▶ **Provided passage**
Started by July 22, 2011 01:03 PM
6 comments, last by zacaj 13 years, 1 month ago
Hello everyone. I'm in a bit of a pickle. I couldn't decide which forum section to put this in, so I played it safe and put it in the general spot, but it is a technical question.

I'm stuck working with a bit of software that I don't have access to the source code for, so hackery isn't an option. This software operates over files. It's input is files [large files], its output is files [large files]. The way I currently do it, because I pretty much have to, is I run a script that generates the input that'll be fed into this program, run the program, then run a script that chews up the output, grabs one nugget of knowledge, and throws the rest away.

I need to run a lot of these runs, but because this thing is so IO intensive, running it on a naive cluster isn't an option since the NFS just chokes on all the file IO. Instead I am spreading it to a few places, but using local disks. Still though, it's super IO bound, and sits on an enormous amount of disk space that is really unnecessary.

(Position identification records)

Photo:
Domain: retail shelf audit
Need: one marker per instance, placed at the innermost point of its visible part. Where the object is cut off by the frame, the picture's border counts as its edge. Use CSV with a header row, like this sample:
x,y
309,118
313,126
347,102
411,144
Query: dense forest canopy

▶ **Tasks to perform**
a: Copy out the position identification records word for word, from their first line through their last.
b: Pick up the forum post about the file-heavy program right after its last sentence and keep writing it.

▶ **Task-by-task results**
a:
Photo:
Domain: retail shelf audit
Need: one marker per instance, placed at the innermost point of its visible part. Where the object is cut off by the frame, the picture's border counts as its edge. Use CSV with a header row, like this sample:
x,y
309,118
313,126
347,102
411,144
Query: dense forest canopy

b:
So I started thinking... These files it inputs and outputs have a very regular structure to them. I know right where the data I need is in this file. Likewise, I'm spinning off the input file from a script that is logically simple. If only I could intercept the file request, and get the file requests to go to my script instead of to the disk. If only I could channel the file output into my script that catches the data I want, and just throw all the rest away instead of even writing it to disk. If only.... then I could take the use of this retarded piece of software that I unfortunately need, and make it scale, and thus soar.

So. Any ideas? An instrumentable file system would work great. Virtual files?
On Windows (and I assume something similar is possible on other systems, but I can't tell you) you can potentially hook into the file IO API calls that are used and redirect them to your own version. You can use a library like Detours. It's not pretty and still requires a fair amount of work, but it might work as a temporary 'solution'.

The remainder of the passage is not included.